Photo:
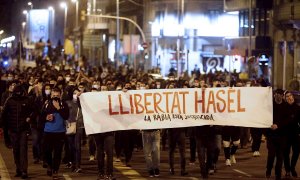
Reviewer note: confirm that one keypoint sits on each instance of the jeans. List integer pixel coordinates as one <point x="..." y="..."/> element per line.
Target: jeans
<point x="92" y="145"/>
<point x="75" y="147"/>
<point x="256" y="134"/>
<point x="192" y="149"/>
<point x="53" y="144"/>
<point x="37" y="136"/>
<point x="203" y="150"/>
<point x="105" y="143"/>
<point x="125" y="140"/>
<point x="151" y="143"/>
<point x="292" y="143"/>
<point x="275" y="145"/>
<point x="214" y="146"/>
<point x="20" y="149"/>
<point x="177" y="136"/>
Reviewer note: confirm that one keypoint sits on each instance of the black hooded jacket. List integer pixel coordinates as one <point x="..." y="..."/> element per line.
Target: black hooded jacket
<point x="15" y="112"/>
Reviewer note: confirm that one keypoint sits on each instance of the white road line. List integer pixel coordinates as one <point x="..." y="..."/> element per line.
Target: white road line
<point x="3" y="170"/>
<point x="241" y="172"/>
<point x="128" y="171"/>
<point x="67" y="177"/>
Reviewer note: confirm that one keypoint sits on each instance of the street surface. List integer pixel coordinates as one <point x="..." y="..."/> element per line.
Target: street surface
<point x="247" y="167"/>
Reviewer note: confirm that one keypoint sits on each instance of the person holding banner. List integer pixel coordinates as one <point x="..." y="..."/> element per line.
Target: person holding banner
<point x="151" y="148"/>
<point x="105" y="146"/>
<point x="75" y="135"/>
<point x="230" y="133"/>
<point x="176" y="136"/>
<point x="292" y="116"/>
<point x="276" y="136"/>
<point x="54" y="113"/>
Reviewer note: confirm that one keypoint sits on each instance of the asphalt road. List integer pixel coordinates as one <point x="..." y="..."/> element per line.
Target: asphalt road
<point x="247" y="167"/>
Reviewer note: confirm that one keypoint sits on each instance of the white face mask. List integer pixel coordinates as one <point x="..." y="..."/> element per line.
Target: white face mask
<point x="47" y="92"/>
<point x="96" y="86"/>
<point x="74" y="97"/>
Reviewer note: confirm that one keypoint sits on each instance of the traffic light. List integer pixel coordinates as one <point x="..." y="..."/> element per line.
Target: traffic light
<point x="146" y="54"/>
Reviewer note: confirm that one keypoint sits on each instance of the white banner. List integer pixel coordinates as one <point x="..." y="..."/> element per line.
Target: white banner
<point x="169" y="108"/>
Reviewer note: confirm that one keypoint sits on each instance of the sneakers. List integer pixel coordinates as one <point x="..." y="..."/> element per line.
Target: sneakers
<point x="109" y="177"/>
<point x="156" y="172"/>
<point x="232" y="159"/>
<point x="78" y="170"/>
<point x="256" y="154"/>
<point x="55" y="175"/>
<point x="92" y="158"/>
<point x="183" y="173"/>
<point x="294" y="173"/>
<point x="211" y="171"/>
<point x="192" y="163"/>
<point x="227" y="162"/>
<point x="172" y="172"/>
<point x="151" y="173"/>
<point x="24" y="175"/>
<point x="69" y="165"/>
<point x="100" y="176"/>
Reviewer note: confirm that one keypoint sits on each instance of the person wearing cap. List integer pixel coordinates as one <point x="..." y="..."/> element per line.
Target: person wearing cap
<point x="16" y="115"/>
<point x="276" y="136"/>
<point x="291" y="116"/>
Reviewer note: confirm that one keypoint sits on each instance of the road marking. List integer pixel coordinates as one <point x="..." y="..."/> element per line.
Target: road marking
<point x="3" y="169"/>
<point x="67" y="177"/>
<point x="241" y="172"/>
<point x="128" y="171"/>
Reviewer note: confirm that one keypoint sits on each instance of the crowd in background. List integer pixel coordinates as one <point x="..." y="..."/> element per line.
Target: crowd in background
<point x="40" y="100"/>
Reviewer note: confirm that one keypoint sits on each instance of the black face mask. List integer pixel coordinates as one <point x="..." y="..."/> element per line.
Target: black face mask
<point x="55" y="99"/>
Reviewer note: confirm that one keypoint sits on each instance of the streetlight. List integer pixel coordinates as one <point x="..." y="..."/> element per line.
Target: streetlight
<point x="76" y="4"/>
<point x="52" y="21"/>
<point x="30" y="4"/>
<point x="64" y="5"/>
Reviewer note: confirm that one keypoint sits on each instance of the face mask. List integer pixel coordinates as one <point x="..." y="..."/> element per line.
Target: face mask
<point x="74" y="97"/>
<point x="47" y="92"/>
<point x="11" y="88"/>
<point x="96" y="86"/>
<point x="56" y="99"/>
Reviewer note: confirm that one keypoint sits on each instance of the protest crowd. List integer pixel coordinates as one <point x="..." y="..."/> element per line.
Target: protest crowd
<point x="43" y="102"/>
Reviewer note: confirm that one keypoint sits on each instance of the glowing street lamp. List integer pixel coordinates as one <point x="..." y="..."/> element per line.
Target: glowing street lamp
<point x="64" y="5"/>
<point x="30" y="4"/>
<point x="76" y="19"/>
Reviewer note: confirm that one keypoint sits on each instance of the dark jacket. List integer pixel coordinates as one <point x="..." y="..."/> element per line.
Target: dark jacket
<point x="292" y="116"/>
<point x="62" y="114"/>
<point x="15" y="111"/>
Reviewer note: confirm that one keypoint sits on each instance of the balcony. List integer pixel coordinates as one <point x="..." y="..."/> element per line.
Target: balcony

* [The task]
Your task is to repeat the listing exactly while omitting its pictures.

* [Your response]
Photo:
Reviewer note: confirm that one keypoint sits on each instance of the jeans. List integer pixel coordinates as one <point x="..." y="..."/> element per line.
Target: jeans
<point x="92" y="145"/>
<point x="75" y="147"/>
<point x="256" y="134"/>
<point x="192" y="149"/>
<point x="53" y="144"/>
<point x="37" y="136"/>
<point x="203" y="150"/>
<point x="105" y="143"/>
<point x="125" y="140"/>
<point x="151" y="143"/>
<point x="292" y="143"/>
<point x="275" y="145"/>
<point x="214" y="146"/>
<point x="20" y="149"/>
<point x="177" y="136"/>
Reviewer note: confirm that one keypoint sits on each instance of the black hooded jacket. List integer pixel coordinates as one <point x="..." y="..."/> element per line.
Target: black hooded jacket
<point x="15" y="112"/>
Reviewer note: confirm that one keypoint sits on each instance of the white road line. List integer pixel coordinates as one <point x="..." y="..."/> element per line.
Target: white road line
<point x="3" y="170"/>
<point x="241" y="172"/>
<point x="128" y="171"/>
<point x="67" y="177"/>
Reviewer note: confirm that one keypoint sits on each instance of the street surface. List integer pixel coordinates as one <point x="..." y="..."/> element per line.
Target: street surface
<point x="247" y="167"/>
Reviewer note: confirm that one keypoint sits on each instance of the person holding banner. List integer pixel coordinates as one <point x="..." y="..."/> element per line.
Target: person holding banner
<point x="151" y="148"/>
<point x="105" y="146"/>
<point x="75" y="135"/>
<point x="230" y="133"/>
<point x="176" y="136"/>
<point x="292" y="116"/>
<point x="276" y="136"/>
<point x="54" y="113"/>
Reviewer note: confirm that one keypoint sits on each instance of the asphalt road. List integer pixel coordinates as one <point x="..." y="..."/> element per line.
Target: asphalt road
<point x="247" y="167"/>
Reviewer note: confirm that one keypoint sits on each instance of the white face mask. List integer pixel coordinates as one <point x="..." y="..."/> element per line.
Target: white face mask
<point x="47" y="92"/>
<point x="96" y="86"/>
<point x="74" y="97"/>
Reviewer note: confirm that one keypoint sits on each instance of the traffic light. List integer pixel coordinates as one <point x="..." y="..."/> element per line.
Target: traffic light
<point x="146" y="54"/>
Reviewer note: confirm that one keypoint sits on each instance of the white banner. List integer pixel coordinates as one <point x="..." y="..."/> element per line.
Target: white banner
<point x="169" y="108"/>
Reviewer note: confirm that one keypoint sits on each instance of the sneakers. List integer pixel coordinates as one <point x="..." y="..."/> element per line.
Target: sneakers
<point x="109" y="177"/>
<point x="156" y="172"/>
<point x="232" y="159"/>
<point x="78" y="170"/>
<point x="256" y="154"/>
<point x="55" y="175"/>
<point x="92" y="158"/>
<point x="183" y="173"/>
<point x="294" y="173"/>
<point x="211" y="171"/>
<point x="192" y="163"/>
<point x="227" y="162"/>
<point x="172" y="172"/>
<point x="151" y="173"/>
<point x="24" y="175"/>
<point x="69" y="165"/>
<point x="100" y="176"/>
Reviewer note: confirm that one keypoint sits on each instance of the person wearing cap. List integer pixel coordinates as one <point x="..." y="..."/> element per line.
Target: person wearing cap
<point x="16" y="115"/>
<point x="276" y="136"/>
<point x="291" y="116"/>
Reviewer note: confirm that one keypoint sits on each instance of the road marking. List integer pixel coordinates as one <point x="..." y="..."/> element per line.
Target: road marking
<point x="3" y="169"/>
<point x="67" y="177"/>
<point x="241" y="172"/>
<point x="128" y="171"/>
Reviewer note: confirm that one keypoint sits on each instance of the crowd in background. List integer pixel coordinates as one <point x="..." y="..."/> element per line.
Target: crowd in background
<point x="40" y="100"/>
Reviewer note: confirm that one keypoint sits on each instance of the black face mask. List integer pixel coordinates as one <point x="..." y="..."/> element per line.
Target: black face mask
<point x="55" y="99"/>
Reviewer note: confirm that one keypoint sits on each instance of the streetlight. List integer pixel coordinates as one <point x="..." y="..."/> element per line.
Target: streetlight
<point x="76" y="4"/>
<point x="52" y="21"/>
<point x="30" y="4"/>
<point x="64" y="5"/>
Reviewer note: confirm that one keypoint sits on each instance of the face mask. List integer pixel coordinates as one <point x="..." y="..."/> element per line.
Target: face mask
<point x="74" y="97"/>
<point x="47" y="92"/>
<point x="11" y="88"/>
<point x="96" y="86"/>
<point x="56" y="99"/>
Reviewer note: confirm that one keypoint sits on each instance of the protest crowd. List integer pixel coordinates as one <point x="..." y="..."/> element per line.
Target: protest crowd
<point x="43" y="102"/>
Reviewer note: confirm that one keypoint sits on each instance of the glowing street lamp. List integer pixel coordinates as one <point x="..." y="..."/> element per line.
Target: glowing street lamp
<point x="64" y="5"/>
<point x="30" y="4"/>
<point x="76" y="19"/>
Reviewer note: confirm that one keypoint sits on each instance of the dark jacket. List integer pixel coordinates as one <point x="..." y="..."/> element per line.
Target: dark jacket
<point x="292" y="116"/>
<point x="62" y="114"/>
<point x="15" y="111"/>
Reviewer note: confirm that one keypoint sits on each instance of the balcony. List integer pixel coordinates as one <point x="..." y="..."/> element per line.
Target: balcony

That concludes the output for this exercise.